=== Given text ===

Granny, watch your back! Again! Just like the House bill, the Senate healthcare bill aims to cut costs off that back of yours–by cutting Medicare reimbursements for old folks.

Here’s a key feature of Sen. Max Baucus’s bill, written up on the MinnCom blog and spotted by Dr. Wes (the blog name of cardiologist Wesley Fisher):

If enacted, [the measure] would represent the most significant change to the Medicare payment model since the government-run program went into effect in 1966.

Medicare, which covers those age 65 and older, currently uses a fee-for-service model. The result is that states that provide fewer health care services — such as Minnesota, Wisconsin, North Dakota, Washington and Oregon — receive less money. At the same time, states that provide a greater volume of services — such as Florida, New York, California and Texas — receive reimbursements that can be more than double those paid to other states.


The measure gives the secretary of Health and Human Services, working with the Centers for Medicare and Medicaid Services, the power to develop quality measurements and a payment structure that would be based on quality of care relative to the cost of care.


“The change included today will help control costs and get the most from our health care dollars. This will strengthen the strong safety net of Medicare by ensuring funds are there to pay for our seniors’ health care,” [Minnesota Democratic Sen. Amy] Klobuchar said in a statement.

As Dr. Wes points out, “quality” means cheap, one-size-fits-all treatment (note the words I have bolded above), no matter what the individidual patient’s needs may be, as assessed by the patient’s physician based on his or her own diagnostic experience and the patient’s medical history.

Dr. Wes writes:

Medicare has historically withheld payments to physicians unless they performed lock-step “quality measures” before granting release of the remainder of 1.5 percent of the doctors’ payments that were billed. Needless to say, this model has been an abysmal failure (subscription) at improving the “quality” of care delivered and has been very expensive to implement. Further, others have noted the challenge of measuring quality on the basis of clinical outcomes.

But this has not dissuaded our legislators from forcing the “quality issue.”

=== Supplied records ===

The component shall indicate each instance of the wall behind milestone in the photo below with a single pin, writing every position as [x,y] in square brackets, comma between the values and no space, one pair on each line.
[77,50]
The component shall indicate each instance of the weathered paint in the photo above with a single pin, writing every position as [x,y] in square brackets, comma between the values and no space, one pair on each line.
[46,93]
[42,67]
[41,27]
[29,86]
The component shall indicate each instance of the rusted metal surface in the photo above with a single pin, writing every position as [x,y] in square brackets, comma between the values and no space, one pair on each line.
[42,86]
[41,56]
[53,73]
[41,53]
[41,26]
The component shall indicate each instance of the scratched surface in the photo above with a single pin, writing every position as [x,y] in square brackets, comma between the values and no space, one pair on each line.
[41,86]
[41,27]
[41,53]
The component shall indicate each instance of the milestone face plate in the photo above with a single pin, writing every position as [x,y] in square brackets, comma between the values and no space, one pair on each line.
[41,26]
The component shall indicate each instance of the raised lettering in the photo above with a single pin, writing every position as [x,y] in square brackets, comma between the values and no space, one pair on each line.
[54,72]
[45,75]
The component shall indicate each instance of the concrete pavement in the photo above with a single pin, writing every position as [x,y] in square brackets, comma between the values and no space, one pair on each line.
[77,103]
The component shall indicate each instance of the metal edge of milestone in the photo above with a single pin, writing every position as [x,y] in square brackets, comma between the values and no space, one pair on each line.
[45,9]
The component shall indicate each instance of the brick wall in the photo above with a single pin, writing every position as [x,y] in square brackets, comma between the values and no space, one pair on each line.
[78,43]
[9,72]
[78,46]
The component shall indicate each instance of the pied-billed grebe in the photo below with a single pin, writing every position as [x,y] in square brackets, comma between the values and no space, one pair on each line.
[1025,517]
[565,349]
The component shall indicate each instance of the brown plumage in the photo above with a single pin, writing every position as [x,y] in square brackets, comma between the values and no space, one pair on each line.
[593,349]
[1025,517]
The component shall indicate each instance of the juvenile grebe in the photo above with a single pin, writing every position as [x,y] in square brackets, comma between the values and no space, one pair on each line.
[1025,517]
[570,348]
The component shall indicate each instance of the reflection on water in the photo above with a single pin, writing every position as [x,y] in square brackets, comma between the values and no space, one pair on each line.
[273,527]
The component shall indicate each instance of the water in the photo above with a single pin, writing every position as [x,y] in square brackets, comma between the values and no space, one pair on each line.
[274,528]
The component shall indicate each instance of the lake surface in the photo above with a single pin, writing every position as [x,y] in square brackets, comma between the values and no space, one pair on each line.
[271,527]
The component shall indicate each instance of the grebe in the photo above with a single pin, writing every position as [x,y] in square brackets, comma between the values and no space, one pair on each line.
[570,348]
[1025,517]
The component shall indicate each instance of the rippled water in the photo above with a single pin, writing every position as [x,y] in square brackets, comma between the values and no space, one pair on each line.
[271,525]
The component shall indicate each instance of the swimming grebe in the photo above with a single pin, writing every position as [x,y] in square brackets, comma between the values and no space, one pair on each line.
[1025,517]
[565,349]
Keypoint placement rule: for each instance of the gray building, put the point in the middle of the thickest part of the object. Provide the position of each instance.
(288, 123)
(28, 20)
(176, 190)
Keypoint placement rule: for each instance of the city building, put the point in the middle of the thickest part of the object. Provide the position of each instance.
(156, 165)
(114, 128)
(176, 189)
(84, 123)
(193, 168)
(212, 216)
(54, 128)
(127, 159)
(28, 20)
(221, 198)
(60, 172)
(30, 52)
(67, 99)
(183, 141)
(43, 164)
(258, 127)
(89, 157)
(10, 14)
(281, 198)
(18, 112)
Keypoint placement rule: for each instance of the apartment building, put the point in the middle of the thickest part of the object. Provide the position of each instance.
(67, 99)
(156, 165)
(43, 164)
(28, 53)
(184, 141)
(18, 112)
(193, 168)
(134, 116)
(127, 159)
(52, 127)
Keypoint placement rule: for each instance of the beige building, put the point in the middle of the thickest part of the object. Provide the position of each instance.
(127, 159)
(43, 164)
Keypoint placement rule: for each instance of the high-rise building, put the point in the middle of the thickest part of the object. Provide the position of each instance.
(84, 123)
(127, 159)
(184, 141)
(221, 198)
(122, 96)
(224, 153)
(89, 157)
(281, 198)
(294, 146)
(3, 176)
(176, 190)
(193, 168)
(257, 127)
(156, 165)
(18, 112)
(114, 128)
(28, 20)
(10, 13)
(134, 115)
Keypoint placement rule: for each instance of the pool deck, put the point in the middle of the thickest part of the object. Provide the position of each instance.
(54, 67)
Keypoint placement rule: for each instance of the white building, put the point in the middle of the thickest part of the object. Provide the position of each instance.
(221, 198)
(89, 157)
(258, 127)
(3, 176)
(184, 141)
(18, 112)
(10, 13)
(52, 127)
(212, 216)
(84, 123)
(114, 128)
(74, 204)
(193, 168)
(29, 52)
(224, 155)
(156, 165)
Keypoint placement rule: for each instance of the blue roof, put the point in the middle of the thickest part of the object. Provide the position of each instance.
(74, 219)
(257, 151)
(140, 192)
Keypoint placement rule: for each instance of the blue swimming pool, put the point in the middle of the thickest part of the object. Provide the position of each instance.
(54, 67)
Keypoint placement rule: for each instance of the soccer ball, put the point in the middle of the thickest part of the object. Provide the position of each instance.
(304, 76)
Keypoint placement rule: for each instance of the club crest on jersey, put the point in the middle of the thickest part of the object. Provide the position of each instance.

===

• Assignment:
Continue the blog post on the Senate healthcare bill and Medicare payments from its last sentence. These items were taken from a separate source.

• Reply:
And who would decide what treatments would qualify for the “quality” label so that they could be forced on doctors in a conveyor-belt system of treating the elderly? Why, the lucky employees of a massive new government bureaucracy to be called the C.M.S. Innovations Center! Here’s how one thrilled physician described the bloated new panel in the Baucus bill to the New York Times:

It would be funded with $10 billion over the next several years to implement pilot projects and demonstrations to promote new payment reform opportunities. There are quite a few problems with the bill, but this provision is truly visionary. The House legislation, HR 3200, mentions payment reform, but it [provides] only modest funding of $275 million. That’s not enough.

Bottom line: $10 billion for bureaucrats, to be taken out of your hide, Grams.

Furthermore, what “payment reform” really means is flat fees per patient instead of the fee-for-service model on whch most physicians have operated since the days of Hippocrates. Flat fees are, of course, a strong incentive for doctors to provide the stingiest care possible.

As Dr. Wes writes:

Perhaps I’m too cynical, but I think the subliminal message coming from Washington so far is really this: doctors should be happy becoming salaried employees of larger health systems. This way, the government can pay the health system a bundled fee and the doctors can fight for their share of the kitty.

So far, this seems to be how the government will envision “quality” at an affordable price in the years to come.

I just wonder how many doctors will stick around to find out.

Oh, that’s another little sacrifice you’re going to have to make, Granny: Not only less medical care but fewer physicians willing to treat you.